■ Passage shown
Author |
Message |
S. Long (Sml)
New member Username: Sml
Post Number: 39 Registered: 2-2001
| Posted on Monday, March 11, 2002 - 4:52 pm: | |
Absolutely fabulous response to my problem! Thank you all very much (especially to 1975GT4Don and Ricrain). As soon as I re-visit my 328 in late March (garaged on Cape Cod...I live in NYC) I will put all suggestions to work. I have great confidence she will be back to normal thanks to you all. Cheers. SML |
BretM (Bretm)
Intermediate Member Username: Bretm
Post Number: 1948 Registered: 2-2001
| Posted on Monday, March 11, 2002 - 1:52 pm: | |
One time at night I hit a bump and my left headlight just decided to go to being half open (or half closed depending on how you look at it). I turned off the lights and put them back on and it was alright. Then I hit a bump again and it went to half closed again, no matter how many times I opened and closed them it just wouldn't open past there. The next day I was checking it out, readjusted the length of that arm so the light was nice and flush with the body when closed, it worked fine again and I've never had any problems since. Gotta love Ferrari's electrical systems, who needs lights anyway. |
1975GT4Don (1975gt4don)
New member Username: 1975gt4don
Post Number: 28 Registered: 1-2002
| Posted on Monday, March 11, 2002 - 1:23 pm: | |
S. Long, your problem is a floating ground. you need to remove the ground wire from each headlight motor and lightly sandpaper an area near the wire, preferably a screw or a bolt attached to the frame of the car. I had the same problems for many years, after doing this, the problem never appeared again after 10 years. Ferrari electrical grounds are poor. Most chassis connections for ground were connected over undercoating or rusted bolts. Brilliant. |
William Badurski (Billb)

■ Task set
1) In the forum thread about the headlight trouble, why does 1975GT4Don advise removing each headlight motor's ground wire and lightly sandpapering an area near it? Answer in one to three sentences.
2) Extend the headlight forum thread from the point where it stops.

■ Provided records

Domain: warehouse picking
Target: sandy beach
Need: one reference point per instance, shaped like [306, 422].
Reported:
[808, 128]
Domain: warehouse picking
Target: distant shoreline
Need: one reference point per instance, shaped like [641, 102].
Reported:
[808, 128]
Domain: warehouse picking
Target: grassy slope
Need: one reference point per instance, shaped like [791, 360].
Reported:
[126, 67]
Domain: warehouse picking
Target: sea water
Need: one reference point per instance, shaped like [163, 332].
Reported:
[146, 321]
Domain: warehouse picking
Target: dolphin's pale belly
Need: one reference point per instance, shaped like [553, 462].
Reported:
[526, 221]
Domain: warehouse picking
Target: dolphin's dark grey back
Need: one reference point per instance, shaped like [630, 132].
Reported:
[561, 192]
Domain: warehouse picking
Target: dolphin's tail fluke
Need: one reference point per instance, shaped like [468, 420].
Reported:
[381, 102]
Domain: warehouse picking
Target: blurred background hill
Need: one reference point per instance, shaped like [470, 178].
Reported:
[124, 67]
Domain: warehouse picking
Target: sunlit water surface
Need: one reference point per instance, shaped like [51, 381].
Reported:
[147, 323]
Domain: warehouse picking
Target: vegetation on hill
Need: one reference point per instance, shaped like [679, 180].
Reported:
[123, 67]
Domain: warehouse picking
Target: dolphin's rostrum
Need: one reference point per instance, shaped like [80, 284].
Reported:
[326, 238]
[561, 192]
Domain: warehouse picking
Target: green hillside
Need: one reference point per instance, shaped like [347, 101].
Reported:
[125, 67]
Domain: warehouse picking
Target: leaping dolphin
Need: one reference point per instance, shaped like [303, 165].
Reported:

■ Answer set
1) He says the problem is a floating ground and that Ferrari electrical grounds are poor. Most of the car's chassis ground connections were made over undercoating or rusted bolts, so sanding gives the ground wire clean metal to connect to.

2)
New member Username: Billb
Post Number: 28 Registered: 6-2001
| Posted on Sunday, March 10, 2002 - 4:42 pm: | |
Ric, Just as you suggested, I found one defective diode on the opposite headlamp (the one that doesn't "wink")! No limit switches either. Since I'm about to start the engine after doing a year-long overhaul, I put off pulling the headlamp motor for a couple of days, then look for a diode. Thanks a bunch. You answered a question that has perplexed many of the technical guys I've talked to. |
'75 308 GT4 (Peter)
Intermediate Member Username: Peter
Post Number: 1661 Registered: 12-2000
| Posted on Sunday, March 10, 2002 - 3:49 pm: | |
Steve, my ('75) GT4 does not have limit microswitches. |
William Badurski (Billb)
New member Username: Billb
Post Number: 27 Registered: 6-2001
| Posted on Sunday, March 10, 2002 - 11:14 am: | |
Ric & Steve, Thanks so much for taking the time to reply, and for the detailed troubleshooting guide. I'll give this a try. Great website for DIYers! |
Ric Rainbolt (Ricrain)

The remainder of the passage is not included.